Across all the entries, how many lines hold "woman"? Answer with that number and nothing else.

Natural-language object grounding data
= Beginning of Section =
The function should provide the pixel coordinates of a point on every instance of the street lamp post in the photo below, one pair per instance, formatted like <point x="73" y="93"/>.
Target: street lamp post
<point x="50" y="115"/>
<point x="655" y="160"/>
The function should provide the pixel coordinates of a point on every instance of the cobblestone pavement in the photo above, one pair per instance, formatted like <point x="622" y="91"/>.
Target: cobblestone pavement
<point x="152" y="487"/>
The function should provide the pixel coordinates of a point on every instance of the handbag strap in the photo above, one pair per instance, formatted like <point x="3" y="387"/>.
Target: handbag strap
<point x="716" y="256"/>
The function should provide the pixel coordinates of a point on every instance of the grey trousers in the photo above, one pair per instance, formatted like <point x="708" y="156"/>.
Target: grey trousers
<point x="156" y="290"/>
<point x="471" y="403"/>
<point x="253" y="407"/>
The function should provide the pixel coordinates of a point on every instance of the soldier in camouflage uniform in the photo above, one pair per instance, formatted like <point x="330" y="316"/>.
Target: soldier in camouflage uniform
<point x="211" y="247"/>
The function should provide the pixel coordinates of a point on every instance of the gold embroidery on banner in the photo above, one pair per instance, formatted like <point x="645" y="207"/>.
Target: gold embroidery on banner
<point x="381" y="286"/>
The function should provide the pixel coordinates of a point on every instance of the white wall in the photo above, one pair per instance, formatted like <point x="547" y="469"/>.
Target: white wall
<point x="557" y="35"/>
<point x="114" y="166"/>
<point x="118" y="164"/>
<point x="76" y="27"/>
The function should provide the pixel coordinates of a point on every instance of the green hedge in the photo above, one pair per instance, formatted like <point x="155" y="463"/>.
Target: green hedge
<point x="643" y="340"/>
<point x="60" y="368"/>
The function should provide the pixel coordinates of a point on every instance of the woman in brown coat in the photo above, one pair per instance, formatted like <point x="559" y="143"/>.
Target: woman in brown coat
= End of Section =
Output of the task
2